[THE DATA]

____

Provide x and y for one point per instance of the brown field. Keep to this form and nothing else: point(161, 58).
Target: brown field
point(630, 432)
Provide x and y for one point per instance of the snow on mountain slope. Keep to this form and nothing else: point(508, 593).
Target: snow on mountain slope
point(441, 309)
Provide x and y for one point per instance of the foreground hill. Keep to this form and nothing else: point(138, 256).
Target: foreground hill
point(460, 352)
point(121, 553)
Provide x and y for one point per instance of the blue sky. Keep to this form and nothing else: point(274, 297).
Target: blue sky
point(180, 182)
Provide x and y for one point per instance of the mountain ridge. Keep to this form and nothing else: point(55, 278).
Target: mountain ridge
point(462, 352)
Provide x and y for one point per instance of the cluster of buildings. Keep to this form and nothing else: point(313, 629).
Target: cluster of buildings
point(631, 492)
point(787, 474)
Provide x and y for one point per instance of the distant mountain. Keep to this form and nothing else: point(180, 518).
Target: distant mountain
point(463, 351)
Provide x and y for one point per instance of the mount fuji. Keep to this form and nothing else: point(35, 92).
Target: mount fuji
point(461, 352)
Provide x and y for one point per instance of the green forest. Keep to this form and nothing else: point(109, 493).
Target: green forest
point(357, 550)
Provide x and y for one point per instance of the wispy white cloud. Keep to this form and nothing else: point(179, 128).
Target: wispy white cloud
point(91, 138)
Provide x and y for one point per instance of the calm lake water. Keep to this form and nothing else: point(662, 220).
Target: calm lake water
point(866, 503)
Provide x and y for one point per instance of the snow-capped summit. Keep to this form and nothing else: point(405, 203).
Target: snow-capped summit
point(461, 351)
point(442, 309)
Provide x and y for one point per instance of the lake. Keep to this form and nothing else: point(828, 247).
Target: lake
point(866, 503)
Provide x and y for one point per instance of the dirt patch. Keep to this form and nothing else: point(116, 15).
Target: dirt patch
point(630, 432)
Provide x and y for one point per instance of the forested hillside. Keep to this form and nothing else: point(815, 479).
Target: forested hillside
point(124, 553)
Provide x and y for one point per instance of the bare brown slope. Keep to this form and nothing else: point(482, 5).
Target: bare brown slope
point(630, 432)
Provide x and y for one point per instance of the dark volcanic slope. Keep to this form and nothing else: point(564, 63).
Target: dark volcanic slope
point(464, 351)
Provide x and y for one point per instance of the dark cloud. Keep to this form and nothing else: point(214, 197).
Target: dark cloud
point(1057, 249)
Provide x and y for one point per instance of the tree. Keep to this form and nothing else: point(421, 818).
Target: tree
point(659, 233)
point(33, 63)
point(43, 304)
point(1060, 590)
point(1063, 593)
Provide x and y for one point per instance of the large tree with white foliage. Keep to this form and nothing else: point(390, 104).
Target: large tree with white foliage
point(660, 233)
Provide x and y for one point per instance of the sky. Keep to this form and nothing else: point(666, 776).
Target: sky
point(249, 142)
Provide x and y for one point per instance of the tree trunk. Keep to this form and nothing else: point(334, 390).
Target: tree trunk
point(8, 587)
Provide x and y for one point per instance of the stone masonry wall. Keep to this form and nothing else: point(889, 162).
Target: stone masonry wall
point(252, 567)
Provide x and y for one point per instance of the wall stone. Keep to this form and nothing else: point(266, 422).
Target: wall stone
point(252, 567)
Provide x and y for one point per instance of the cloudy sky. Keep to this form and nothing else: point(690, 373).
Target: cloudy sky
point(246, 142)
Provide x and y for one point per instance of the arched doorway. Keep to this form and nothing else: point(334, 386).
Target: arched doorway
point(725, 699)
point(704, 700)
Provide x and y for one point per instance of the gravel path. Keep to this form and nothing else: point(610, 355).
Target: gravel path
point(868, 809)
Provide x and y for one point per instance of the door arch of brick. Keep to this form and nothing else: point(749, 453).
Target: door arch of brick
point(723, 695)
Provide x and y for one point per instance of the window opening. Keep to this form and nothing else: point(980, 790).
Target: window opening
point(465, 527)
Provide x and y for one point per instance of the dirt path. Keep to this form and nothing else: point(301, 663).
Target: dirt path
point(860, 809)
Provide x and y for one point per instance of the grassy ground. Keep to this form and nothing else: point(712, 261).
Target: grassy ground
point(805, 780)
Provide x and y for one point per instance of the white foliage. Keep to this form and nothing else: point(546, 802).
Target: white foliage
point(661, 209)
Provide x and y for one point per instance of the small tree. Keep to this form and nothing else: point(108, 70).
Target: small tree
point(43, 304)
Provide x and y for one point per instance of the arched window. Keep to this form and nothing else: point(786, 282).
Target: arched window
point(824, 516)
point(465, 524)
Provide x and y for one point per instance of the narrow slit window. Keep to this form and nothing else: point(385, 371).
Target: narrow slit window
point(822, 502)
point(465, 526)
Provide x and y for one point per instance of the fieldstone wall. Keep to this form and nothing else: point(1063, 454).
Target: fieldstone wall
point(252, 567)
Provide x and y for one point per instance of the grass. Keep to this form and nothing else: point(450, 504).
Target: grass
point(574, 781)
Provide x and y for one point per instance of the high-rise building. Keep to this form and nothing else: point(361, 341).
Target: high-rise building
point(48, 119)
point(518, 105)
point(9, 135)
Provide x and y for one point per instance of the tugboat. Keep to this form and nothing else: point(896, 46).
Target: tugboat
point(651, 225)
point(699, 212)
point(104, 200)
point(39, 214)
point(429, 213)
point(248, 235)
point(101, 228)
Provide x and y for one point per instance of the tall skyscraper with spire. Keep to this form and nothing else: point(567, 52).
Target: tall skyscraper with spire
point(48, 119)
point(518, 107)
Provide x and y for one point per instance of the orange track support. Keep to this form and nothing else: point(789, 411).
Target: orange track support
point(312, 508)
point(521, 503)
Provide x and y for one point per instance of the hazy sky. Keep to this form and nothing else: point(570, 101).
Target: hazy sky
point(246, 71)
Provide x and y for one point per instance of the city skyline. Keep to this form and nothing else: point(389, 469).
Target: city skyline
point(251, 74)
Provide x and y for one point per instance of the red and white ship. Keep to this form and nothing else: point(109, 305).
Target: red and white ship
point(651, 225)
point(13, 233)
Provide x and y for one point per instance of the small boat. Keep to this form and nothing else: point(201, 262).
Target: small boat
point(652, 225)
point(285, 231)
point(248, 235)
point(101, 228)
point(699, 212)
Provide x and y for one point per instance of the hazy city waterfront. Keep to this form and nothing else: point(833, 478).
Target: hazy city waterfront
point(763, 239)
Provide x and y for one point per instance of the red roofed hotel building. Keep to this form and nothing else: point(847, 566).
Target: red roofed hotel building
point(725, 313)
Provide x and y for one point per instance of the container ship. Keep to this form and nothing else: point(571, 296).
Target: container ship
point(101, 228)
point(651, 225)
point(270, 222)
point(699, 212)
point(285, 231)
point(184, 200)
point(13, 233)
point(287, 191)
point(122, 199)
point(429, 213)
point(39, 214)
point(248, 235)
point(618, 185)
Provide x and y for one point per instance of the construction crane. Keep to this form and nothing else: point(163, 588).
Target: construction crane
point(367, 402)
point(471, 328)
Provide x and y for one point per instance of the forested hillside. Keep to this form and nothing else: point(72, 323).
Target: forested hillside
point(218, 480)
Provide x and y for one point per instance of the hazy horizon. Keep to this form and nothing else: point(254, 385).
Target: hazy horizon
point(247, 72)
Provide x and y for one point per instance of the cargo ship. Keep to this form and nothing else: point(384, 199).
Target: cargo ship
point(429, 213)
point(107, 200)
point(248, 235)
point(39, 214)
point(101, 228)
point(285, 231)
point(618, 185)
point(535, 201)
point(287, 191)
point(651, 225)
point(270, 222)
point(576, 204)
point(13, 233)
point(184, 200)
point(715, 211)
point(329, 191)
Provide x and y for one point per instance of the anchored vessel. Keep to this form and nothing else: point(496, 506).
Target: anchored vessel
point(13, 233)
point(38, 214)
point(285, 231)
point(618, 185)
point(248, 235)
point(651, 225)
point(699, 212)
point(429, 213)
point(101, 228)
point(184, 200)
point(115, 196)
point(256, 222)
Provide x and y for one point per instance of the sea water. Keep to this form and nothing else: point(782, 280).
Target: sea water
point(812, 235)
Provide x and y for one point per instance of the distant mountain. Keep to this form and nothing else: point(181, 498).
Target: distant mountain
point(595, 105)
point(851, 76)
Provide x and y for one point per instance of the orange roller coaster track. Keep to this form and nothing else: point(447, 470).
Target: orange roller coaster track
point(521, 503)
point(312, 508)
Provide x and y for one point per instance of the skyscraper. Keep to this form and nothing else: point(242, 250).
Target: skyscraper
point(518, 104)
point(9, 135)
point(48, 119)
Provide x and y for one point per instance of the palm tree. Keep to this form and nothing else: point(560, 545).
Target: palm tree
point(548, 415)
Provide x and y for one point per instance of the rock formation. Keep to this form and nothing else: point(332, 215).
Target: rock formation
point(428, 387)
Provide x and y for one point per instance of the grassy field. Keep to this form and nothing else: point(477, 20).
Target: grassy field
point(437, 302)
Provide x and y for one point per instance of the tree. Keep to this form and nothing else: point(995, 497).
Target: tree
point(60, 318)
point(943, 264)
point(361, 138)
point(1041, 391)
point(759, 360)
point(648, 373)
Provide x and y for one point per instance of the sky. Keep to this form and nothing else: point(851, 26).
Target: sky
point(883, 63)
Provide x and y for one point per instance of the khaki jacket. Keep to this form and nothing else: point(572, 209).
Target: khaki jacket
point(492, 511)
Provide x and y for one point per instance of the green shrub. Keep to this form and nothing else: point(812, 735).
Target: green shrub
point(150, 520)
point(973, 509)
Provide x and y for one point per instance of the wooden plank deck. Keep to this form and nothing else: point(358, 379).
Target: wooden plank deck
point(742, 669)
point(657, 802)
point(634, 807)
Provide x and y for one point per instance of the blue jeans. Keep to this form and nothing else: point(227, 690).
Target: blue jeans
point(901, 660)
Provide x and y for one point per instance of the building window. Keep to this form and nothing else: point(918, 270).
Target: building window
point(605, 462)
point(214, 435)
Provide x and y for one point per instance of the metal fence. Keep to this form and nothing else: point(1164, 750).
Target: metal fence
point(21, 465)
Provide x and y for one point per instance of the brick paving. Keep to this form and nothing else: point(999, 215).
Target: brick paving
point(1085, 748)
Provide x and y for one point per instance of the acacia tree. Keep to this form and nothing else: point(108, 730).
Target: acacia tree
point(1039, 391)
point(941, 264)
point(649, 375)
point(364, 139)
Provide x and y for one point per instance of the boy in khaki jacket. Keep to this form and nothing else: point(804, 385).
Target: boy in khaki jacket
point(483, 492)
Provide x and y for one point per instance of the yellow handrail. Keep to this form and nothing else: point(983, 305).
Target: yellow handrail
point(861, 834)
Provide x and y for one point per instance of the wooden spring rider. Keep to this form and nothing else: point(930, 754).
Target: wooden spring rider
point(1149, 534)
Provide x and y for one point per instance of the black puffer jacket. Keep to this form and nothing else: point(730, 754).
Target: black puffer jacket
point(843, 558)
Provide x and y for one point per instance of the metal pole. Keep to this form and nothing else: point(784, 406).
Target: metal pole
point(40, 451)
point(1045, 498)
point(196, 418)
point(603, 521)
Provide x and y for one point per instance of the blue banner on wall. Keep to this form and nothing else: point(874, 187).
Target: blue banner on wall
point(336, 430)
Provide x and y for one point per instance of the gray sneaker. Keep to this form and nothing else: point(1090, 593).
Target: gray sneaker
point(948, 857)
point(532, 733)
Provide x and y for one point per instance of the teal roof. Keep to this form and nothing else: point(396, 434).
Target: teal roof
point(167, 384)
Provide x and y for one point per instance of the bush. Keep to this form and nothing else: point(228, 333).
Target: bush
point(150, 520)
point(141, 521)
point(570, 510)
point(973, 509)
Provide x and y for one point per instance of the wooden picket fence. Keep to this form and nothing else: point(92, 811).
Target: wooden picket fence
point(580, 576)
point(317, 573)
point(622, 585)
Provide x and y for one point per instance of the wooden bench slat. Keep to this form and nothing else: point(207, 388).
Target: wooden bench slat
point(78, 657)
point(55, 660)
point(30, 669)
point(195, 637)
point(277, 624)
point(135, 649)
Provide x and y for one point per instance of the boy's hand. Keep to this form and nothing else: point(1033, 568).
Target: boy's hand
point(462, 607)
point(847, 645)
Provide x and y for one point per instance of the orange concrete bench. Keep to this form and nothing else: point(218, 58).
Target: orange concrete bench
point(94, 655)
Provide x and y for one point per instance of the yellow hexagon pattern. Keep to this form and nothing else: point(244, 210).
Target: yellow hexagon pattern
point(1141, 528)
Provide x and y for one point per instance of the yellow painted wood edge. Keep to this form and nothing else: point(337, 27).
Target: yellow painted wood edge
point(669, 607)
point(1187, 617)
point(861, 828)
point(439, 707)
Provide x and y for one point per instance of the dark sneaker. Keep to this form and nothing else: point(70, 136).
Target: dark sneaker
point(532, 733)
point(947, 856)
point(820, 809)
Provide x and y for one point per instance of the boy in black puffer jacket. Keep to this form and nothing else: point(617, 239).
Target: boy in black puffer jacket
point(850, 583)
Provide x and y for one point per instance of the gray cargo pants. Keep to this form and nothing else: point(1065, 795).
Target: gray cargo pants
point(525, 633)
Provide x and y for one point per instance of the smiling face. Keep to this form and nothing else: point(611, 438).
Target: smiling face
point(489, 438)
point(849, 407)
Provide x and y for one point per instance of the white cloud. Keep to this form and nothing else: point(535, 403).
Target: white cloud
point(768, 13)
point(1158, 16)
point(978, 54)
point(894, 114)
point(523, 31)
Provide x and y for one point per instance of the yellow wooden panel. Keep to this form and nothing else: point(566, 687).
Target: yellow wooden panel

____

[WHAT THE EXERCISE ASKS]
Copy the lines above word for word, from the very first line through the line that contains "point(91, 138)", including both.

[TASK ANSWER]
Provide x and y for one point per instance of the brown field. Keep to this form and nothing else: point(161, 58).
Target: brown field
point(630, 432)
Provide x and y for one point per instance of the snow on mountain slope. Keep to this form and nothing else: point(508, 593).
Target: snow on mountain slope
point(441, 309)
Provide x and y for one point per instance of the foreground hill. Keep to this form and nothing else: point(138, 256).
Target: foreground hill
point(460, 352)
point(121, 553)
Provide x and y for one point per instance of the blue sky. Keep to this form and nothing else: point(274, 297).
Target: blue sky
point(180, 182)
Provide x and y for one point per instance of the mountain ridge. Keep to this form and nothing else: point(55, 278).
Target: mountain ridge
point(462, 352)
Provide x and y for one point per instance of the cluster of buildings. Keep to this form and nothing else: point(313, 629).
Target: cluster of buildings
point(631, 492)
point(787, 474)
Provide x and y for one point per instance of the distant mountain. Keep to this form and nothing else: point(180, 518).
Target: distant mountain
point(463, 351)
Provide x and y for one point per instance of the mount fuji. Keep to this form and nothing else: point(35, 92).
Target: mount fuji
point(461, 352)
Provide x and y for one point per instance of the green forest. Keep to this form and nothing else: point(109, 493).
Target: green forest
point(357, 550)
Provide x and y for one point per instance of the wispy white cloud. Keep to this form and nothing else: point(179, 128).
Target: wispy white cloud
point(91, 138)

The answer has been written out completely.